Here is the listing. Report each line in it that contains the string "woman".

----------

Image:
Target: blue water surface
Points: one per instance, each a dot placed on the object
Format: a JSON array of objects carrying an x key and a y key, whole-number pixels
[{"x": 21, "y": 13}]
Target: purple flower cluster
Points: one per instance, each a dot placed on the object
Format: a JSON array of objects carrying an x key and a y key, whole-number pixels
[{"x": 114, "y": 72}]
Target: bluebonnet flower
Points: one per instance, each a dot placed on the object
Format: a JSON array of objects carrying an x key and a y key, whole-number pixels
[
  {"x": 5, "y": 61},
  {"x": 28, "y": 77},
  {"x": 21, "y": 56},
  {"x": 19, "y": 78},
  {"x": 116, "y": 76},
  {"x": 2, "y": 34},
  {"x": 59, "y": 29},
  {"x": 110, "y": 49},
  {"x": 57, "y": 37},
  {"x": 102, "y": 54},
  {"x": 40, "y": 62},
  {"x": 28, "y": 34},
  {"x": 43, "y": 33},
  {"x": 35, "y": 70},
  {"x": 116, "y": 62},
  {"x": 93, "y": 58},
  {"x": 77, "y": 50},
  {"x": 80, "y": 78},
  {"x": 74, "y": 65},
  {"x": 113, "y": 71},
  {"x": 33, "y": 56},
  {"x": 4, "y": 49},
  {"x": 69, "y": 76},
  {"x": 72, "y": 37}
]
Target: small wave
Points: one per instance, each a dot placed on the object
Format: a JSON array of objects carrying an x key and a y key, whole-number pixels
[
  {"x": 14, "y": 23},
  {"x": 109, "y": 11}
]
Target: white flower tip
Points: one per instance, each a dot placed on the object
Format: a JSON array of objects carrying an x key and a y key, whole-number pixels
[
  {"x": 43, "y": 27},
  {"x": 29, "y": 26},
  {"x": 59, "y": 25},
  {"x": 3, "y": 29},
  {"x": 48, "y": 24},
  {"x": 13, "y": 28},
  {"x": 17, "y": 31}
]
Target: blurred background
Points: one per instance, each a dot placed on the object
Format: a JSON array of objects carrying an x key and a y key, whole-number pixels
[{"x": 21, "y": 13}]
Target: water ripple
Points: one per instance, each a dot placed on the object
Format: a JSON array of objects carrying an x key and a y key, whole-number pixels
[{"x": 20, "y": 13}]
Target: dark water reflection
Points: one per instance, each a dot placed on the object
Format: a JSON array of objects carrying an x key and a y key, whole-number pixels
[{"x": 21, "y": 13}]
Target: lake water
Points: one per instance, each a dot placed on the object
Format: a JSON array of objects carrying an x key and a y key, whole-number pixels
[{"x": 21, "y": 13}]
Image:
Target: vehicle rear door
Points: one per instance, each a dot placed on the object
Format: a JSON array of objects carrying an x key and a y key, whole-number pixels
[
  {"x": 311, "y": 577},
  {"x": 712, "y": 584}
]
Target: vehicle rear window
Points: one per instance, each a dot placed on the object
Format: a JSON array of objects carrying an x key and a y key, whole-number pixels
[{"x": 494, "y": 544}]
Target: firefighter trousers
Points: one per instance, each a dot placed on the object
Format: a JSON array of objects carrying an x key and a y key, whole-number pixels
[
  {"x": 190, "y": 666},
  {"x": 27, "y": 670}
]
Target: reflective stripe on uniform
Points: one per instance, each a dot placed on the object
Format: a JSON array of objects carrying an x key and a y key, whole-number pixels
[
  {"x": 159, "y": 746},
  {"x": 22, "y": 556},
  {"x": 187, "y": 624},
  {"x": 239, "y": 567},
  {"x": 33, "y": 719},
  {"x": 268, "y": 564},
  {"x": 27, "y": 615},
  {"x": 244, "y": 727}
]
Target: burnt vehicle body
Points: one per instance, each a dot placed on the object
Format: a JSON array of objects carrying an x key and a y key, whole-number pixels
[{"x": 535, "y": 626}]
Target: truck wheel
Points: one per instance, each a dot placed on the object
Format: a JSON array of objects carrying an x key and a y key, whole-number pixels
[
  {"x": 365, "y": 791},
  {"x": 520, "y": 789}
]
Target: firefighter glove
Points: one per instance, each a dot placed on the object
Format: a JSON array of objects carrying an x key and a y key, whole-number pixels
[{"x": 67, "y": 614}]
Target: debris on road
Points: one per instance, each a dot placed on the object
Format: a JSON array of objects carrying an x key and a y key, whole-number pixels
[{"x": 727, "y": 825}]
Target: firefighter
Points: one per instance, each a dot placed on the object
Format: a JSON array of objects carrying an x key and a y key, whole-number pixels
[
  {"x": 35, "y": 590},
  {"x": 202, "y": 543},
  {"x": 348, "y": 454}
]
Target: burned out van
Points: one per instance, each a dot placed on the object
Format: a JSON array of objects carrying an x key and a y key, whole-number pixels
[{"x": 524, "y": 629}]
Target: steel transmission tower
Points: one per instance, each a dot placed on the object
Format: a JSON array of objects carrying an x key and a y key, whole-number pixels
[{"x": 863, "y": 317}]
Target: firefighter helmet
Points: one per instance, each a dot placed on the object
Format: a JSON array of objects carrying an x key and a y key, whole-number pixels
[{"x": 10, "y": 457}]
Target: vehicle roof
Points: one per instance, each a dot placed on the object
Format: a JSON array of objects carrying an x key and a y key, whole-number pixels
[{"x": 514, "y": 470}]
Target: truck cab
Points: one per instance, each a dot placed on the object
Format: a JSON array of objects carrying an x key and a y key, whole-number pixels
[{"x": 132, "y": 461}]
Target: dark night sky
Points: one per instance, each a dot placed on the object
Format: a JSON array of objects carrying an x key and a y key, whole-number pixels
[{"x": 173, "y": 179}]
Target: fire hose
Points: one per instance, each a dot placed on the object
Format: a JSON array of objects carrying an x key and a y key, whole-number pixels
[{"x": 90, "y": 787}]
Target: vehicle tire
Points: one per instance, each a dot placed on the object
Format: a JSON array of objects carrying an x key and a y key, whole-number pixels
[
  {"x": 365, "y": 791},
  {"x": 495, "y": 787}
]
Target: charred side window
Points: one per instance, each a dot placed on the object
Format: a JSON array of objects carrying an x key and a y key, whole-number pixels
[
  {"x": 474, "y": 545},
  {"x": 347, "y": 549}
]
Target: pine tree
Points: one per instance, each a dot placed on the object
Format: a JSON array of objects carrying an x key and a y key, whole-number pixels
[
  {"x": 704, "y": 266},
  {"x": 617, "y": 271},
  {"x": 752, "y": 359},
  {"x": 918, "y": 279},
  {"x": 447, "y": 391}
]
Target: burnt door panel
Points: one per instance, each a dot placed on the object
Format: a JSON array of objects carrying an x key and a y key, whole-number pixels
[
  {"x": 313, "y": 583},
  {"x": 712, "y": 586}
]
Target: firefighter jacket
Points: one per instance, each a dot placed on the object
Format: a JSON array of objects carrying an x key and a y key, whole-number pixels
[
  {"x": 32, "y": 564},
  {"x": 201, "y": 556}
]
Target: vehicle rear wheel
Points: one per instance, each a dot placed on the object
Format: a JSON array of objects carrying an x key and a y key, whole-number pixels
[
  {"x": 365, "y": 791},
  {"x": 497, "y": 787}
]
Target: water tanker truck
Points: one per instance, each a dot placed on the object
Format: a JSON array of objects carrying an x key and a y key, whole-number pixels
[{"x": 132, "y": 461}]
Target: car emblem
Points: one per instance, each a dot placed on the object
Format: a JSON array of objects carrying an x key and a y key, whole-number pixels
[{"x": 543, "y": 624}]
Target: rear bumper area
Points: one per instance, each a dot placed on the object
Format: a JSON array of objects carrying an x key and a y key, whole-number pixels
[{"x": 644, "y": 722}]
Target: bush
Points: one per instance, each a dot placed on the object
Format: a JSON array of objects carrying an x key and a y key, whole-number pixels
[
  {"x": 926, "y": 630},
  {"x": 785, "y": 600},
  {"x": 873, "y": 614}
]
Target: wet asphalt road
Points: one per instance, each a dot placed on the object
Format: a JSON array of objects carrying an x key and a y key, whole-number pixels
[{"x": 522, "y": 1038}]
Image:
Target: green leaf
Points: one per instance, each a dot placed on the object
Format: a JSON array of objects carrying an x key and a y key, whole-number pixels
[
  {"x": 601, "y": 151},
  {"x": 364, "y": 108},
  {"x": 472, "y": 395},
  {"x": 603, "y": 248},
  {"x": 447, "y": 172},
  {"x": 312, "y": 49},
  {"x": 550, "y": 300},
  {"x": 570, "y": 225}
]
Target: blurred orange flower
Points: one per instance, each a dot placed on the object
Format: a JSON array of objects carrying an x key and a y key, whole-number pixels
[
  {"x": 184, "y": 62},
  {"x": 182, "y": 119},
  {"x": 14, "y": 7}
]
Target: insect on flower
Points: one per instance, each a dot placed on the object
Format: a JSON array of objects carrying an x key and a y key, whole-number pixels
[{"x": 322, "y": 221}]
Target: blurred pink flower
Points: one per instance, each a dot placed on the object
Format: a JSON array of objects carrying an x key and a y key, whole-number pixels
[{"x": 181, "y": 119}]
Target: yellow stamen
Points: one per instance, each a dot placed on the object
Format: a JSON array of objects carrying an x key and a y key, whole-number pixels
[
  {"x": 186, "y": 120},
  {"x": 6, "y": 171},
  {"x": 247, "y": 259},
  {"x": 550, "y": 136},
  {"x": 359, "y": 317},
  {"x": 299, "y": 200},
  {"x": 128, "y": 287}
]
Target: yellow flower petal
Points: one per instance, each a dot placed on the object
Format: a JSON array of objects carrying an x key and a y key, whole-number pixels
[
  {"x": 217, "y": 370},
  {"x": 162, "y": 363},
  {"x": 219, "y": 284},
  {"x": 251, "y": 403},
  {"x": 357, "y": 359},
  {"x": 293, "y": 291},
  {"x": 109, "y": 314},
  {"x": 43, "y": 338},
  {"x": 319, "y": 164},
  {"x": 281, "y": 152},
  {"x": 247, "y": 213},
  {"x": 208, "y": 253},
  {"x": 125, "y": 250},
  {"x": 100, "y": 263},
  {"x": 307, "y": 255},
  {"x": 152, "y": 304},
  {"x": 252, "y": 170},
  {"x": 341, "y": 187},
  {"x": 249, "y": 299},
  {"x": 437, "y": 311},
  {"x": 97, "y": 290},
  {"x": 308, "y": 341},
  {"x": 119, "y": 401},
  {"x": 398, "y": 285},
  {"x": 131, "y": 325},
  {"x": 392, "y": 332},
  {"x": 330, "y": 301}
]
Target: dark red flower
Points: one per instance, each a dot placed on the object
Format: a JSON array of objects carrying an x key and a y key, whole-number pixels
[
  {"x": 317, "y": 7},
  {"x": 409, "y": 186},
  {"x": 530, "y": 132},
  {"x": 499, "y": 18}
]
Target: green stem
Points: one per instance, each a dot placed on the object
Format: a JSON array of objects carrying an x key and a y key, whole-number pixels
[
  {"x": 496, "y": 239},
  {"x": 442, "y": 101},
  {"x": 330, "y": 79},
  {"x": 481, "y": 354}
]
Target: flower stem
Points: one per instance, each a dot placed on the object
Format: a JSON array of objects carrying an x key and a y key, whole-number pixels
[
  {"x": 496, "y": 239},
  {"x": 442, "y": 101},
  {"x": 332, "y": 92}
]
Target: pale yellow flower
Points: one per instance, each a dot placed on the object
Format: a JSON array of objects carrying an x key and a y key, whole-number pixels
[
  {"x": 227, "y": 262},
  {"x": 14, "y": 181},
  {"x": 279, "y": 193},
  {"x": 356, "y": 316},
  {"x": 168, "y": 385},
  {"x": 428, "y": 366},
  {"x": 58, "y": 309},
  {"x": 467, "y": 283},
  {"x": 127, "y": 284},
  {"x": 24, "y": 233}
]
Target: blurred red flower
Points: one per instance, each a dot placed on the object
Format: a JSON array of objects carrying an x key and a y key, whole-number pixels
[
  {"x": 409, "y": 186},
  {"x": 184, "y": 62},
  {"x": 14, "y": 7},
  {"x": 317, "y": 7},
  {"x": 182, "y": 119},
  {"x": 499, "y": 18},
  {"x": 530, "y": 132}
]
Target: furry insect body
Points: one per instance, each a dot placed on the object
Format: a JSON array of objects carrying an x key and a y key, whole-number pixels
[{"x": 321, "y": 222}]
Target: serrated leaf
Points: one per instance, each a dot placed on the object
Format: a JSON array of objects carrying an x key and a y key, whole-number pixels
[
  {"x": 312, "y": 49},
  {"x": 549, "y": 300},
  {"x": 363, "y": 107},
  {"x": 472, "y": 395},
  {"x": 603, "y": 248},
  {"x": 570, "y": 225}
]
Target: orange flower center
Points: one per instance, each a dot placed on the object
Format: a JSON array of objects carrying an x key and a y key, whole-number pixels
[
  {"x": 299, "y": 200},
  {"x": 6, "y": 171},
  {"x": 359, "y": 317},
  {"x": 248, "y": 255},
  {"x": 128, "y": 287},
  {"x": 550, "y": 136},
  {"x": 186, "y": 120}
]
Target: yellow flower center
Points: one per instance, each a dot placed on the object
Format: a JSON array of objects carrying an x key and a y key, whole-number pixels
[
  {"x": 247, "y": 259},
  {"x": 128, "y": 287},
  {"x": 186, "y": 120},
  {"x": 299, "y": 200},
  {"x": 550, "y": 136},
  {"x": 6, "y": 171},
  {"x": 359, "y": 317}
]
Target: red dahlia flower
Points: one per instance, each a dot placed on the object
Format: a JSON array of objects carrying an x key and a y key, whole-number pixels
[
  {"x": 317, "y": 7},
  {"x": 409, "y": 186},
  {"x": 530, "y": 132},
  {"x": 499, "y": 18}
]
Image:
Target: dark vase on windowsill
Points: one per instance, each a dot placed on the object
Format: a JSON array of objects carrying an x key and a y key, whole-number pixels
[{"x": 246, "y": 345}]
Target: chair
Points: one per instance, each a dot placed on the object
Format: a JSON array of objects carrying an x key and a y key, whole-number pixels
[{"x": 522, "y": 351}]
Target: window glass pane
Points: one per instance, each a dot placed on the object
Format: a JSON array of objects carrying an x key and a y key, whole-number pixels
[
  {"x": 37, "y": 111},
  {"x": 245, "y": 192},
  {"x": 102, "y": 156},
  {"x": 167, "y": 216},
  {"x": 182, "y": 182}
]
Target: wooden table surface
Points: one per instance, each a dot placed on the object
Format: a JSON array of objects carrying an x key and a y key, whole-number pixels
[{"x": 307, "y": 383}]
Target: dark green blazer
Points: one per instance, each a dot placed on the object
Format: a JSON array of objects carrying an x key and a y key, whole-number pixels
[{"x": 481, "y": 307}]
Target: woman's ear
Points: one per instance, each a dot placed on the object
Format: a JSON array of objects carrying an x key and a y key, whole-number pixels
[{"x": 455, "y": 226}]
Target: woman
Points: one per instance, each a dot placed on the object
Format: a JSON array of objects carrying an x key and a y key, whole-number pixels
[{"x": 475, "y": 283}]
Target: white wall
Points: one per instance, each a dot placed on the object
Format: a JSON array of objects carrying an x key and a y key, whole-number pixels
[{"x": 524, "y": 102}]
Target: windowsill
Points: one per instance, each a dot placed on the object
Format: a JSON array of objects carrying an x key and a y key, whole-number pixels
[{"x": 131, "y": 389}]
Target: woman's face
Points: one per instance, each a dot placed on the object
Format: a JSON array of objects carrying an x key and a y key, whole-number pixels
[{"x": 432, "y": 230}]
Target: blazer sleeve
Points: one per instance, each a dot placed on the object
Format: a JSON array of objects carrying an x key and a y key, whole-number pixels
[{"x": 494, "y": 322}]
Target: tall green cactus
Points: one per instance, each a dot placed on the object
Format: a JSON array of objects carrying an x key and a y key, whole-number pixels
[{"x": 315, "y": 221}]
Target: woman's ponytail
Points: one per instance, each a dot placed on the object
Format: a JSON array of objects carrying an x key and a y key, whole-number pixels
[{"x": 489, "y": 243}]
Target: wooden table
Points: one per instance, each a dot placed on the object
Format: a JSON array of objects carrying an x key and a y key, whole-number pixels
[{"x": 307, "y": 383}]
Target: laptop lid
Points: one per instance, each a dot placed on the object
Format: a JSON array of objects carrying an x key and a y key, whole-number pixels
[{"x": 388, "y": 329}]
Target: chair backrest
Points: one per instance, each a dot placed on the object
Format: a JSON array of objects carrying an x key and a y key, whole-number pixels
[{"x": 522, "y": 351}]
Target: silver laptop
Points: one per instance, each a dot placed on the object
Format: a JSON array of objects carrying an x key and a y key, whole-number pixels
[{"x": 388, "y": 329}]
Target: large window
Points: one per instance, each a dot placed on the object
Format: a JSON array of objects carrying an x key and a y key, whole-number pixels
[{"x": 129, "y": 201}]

----------

* [Answer to the problem]
Target: woman's ear
Target: woman
Target: woman's face
Target: woman's ponytail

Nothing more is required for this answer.